— HOW TO COMPLETE THIS TASK —
Print the article on the Center for Aging's new director from "Nancy Morrow-Howell, the" to "University. (Joe Angeles)", word for word.

Gerontology Expert to ­Improve Quality of Life for Older Adults

Nancy Morrow-Howell, the Ralph and Muriel Pumphrey Professor of Social Work, recently assumed directorship of the Harvey A. Friedman Center for Aging at Washington University. (Joe Angeles)

With the aging population rapidly growing worldwide, developing ways to improve quality of life for older adults is an increasingly important issue. An ­expert on productive aging, Nancy Morrow-Howell, PhD, ­recently assumed directorship of Washington University’s Harvey A. Friedman Center for Aging. She succeeds John C. Morris, MD, the Harvey A. and Dorismae Hacker ­Friedman ­Distinguished Professor of Neurology and director of WUSTL’s Charles F. and Joanne Knight Alzheimer’s Disease Research Center. Morrow-Howell, the Ralph and Muriel Pumphrey Professor of Social Work, hopes to establish more interdisciplinary projects across the university and extend the Center for Aging’s reach around the world.

Washington Magazine: What are your primary goals for the university-wide Center for Aging?

Image point grounding data
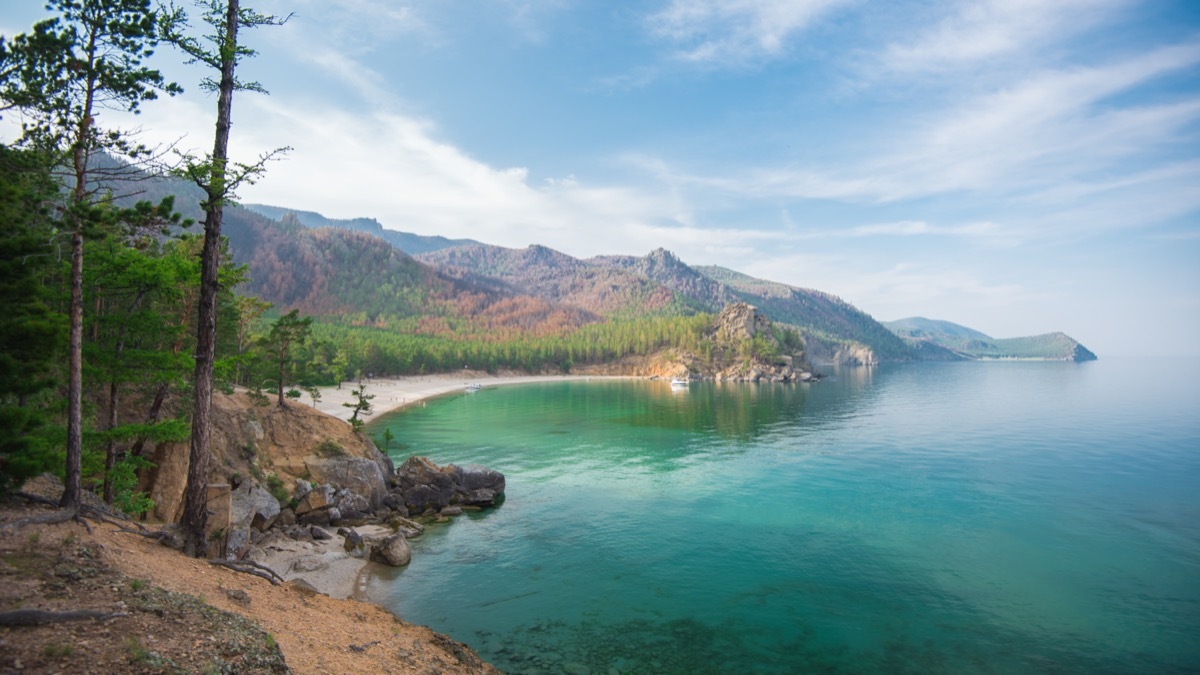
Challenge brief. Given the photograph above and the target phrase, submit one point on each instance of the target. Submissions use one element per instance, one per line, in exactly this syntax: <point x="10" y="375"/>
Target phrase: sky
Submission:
<point x="1014" y="166"/>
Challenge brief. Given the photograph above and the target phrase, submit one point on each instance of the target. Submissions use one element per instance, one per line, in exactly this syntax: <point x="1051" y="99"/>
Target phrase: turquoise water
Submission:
<point x="935" y="518"/>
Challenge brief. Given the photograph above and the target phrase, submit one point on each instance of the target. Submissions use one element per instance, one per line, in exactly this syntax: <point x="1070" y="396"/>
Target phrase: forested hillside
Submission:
<point x="411" y="244"/>
<point x="966" y="342"/>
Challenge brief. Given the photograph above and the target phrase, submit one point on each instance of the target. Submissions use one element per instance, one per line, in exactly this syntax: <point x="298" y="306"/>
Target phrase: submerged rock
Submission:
<point x="394" y="550"/>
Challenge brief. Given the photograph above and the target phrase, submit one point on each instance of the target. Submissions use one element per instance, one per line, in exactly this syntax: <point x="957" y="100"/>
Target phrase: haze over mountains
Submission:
<point x="355" y="267"/>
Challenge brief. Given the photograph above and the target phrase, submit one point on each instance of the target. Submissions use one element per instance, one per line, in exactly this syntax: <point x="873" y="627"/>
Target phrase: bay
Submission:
<point x="925" y="518"/>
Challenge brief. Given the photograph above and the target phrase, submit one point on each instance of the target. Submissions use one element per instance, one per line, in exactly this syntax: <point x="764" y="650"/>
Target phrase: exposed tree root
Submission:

— RESULT OF THIS TASK —
Nancy Morrow-Howell, the Ralph and Muriel Pumphrey Professor of Social Work, recently assumed directorship of the Harvey A. Friedman Center for Aging at Washington University. (Joe Angeles)